A block of data:
§ §

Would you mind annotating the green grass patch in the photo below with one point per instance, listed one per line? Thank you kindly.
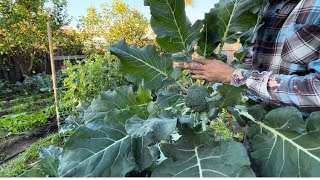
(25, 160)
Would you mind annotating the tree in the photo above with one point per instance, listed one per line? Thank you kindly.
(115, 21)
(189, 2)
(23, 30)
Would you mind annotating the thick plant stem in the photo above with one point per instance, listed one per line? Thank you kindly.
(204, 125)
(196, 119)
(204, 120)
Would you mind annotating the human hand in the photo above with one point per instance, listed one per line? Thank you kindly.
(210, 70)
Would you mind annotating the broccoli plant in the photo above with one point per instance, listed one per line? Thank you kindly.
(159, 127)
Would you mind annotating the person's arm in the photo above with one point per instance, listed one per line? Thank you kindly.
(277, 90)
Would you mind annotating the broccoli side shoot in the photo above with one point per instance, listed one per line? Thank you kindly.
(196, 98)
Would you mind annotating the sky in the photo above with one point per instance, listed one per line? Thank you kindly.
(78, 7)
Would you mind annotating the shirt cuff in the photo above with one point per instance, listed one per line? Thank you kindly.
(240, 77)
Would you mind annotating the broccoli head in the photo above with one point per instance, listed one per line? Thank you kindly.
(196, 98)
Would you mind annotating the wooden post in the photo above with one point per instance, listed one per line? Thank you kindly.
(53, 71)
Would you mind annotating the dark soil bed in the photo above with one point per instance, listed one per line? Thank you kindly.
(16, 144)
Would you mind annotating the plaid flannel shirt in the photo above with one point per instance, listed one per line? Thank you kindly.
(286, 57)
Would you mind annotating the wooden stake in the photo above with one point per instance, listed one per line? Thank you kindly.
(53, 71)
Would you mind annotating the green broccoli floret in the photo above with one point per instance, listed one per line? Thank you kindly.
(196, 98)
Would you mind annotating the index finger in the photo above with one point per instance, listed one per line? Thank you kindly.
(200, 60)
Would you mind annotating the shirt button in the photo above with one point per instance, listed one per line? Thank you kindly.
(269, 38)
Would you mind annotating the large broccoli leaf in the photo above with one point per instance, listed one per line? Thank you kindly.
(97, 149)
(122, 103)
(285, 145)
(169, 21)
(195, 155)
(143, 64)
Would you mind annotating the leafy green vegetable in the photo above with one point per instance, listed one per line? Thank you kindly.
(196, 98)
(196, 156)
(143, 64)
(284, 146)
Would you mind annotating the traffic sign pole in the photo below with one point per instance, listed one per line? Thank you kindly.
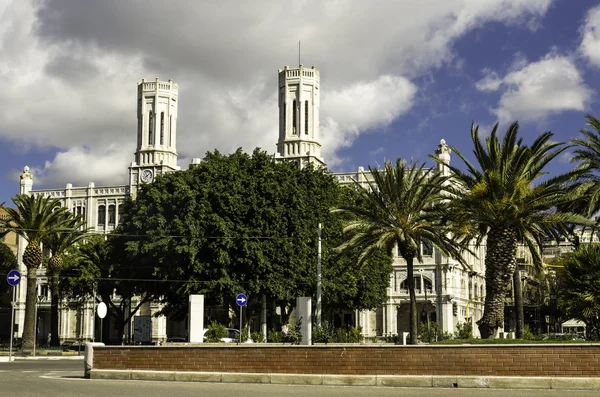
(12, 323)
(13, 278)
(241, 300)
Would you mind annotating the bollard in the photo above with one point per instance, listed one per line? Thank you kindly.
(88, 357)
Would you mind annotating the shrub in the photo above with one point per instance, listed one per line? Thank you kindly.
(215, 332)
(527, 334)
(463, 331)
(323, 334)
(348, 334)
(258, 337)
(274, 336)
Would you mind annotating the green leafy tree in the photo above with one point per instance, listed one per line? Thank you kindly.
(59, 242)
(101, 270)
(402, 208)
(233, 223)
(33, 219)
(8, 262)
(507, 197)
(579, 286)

§ §

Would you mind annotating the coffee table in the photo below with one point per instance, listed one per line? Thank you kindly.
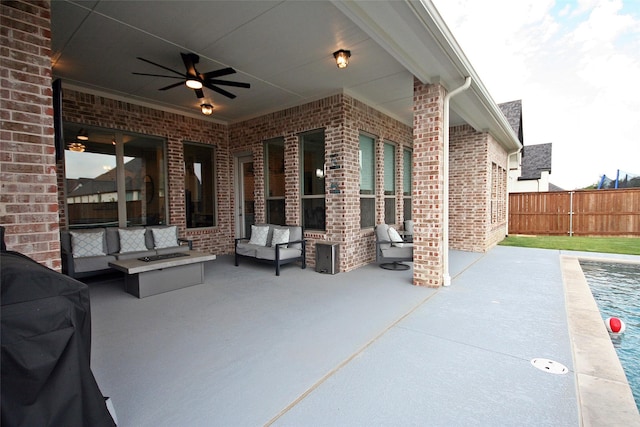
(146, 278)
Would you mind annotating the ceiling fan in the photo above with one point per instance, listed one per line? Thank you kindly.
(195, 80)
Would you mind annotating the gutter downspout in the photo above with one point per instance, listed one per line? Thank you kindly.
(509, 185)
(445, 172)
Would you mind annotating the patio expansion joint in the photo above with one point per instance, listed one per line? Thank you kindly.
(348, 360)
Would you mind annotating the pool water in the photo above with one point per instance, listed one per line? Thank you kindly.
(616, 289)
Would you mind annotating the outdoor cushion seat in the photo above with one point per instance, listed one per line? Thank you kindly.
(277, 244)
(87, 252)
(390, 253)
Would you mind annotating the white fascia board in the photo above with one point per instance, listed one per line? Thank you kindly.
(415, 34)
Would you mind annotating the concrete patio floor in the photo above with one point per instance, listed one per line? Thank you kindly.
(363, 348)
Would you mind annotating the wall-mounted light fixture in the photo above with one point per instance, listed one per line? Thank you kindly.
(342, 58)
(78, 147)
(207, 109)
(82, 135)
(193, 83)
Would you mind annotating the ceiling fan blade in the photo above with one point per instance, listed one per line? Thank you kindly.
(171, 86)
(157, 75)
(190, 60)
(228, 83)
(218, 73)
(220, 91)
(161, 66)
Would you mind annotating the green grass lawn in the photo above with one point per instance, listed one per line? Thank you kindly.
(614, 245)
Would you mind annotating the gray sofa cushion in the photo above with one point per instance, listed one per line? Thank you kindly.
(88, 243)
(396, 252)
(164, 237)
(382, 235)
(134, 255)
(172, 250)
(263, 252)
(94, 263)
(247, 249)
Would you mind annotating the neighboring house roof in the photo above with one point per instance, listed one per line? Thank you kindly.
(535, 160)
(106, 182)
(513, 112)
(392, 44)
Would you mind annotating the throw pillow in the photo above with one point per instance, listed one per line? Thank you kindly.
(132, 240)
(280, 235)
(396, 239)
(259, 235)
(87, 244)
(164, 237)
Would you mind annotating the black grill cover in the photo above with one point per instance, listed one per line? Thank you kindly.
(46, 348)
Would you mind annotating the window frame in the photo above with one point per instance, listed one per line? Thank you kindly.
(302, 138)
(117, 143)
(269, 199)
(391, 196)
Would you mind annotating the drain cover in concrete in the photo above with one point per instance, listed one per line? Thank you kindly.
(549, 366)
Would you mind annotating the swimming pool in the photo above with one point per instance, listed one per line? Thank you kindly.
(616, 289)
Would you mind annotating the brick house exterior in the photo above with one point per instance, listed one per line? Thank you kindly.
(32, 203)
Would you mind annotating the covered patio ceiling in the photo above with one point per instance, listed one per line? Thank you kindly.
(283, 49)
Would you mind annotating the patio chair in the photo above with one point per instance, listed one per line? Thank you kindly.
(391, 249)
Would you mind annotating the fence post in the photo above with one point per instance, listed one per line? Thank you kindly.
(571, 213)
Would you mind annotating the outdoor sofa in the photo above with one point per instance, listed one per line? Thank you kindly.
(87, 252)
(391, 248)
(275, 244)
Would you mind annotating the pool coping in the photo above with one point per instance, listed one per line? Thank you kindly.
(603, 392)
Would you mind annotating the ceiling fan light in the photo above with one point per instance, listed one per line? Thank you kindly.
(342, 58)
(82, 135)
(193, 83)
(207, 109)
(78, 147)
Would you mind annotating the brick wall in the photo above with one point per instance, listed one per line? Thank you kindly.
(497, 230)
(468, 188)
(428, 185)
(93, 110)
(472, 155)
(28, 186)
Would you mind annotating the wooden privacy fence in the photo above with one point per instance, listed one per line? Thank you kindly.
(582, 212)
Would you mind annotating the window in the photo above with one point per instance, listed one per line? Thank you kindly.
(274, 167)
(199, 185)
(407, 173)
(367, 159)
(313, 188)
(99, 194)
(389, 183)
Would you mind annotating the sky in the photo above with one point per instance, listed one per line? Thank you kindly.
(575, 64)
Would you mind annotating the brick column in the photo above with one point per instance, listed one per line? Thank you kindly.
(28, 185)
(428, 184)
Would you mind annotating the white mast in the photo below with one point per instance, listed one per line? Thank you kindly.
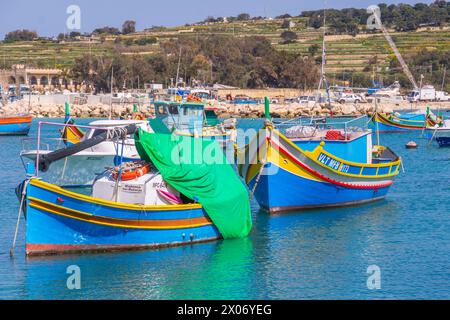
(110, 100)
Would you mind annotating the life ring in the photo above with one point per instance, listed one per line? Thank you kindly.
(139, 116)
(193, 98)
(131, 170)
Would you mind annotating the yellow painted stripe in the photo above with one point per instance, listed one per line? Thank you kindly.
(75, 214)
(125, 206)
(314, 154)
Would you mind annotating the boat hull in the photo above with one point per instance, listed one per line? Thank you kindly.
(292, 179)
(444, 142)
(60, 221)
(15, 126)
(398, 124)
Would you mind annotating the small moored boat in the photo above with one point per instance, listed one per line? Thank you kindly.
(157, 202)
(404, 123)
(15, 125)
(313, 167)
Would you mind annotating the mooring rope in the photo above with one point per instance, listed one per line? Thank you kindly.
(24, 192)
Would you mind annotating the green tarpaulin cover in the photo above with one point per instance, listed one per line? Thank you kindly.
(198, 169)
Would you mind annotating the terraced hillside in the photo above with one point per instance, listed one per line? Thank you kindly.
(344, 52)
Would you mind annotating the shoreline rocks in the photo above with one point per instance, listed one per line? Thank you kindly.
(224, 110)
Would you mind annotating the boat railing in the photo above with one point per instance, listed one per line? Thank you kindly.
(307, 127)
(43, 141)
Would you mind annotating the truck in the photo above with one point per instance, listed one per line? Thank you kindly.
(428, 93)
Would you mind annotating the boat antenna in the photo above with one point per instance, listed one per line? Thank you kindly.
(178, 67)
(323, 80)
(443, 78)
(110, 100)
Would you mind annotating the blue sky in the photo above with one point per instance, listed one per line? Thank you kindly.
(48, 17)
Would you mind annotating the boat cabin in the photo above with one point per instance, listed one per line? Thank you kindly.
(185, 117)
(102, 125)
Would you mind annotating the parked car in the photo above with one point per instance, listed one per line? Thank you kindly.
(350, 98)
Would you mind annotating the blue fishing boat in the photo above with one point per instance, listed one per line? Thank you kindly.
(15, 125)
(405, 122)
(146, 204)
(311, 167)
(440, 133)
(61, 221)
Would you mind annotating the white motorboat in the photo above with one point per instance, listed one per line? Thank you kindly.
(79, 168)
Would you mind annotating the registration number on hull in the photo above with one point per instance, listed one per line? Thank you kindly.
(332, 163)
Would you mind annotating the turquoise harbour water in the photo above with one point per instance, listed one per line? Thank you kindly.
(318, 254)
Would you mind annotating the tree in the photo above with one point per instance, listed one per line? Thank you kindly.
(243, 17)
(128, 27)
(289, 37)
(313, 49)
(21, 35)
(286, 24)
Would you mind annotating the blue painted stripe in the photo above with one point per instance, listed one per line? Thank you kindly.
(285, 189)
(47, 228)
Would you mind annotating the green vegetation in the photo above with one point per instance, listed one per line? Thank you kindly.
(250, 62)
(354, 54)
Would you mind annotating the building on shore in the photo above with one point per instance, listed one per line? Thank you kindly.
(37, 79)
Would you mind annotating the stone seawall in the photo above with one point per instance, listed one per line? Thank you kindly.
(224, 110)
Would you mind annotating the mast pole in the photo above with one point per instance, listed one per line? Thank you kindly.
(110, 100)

§ §

### INSTRUCTION
Locate every line in the records that contains the word "painted", and copy each of those lines.

### EXERCISE RESULT
Would you mind annotating the yellow painted stripe in the photo above with one point per instance, listed one per line? Thank you kindly.
Would you mind annotating the blue painted stripe in the photo above with one point per instance, listed one per line? Thank you kindly.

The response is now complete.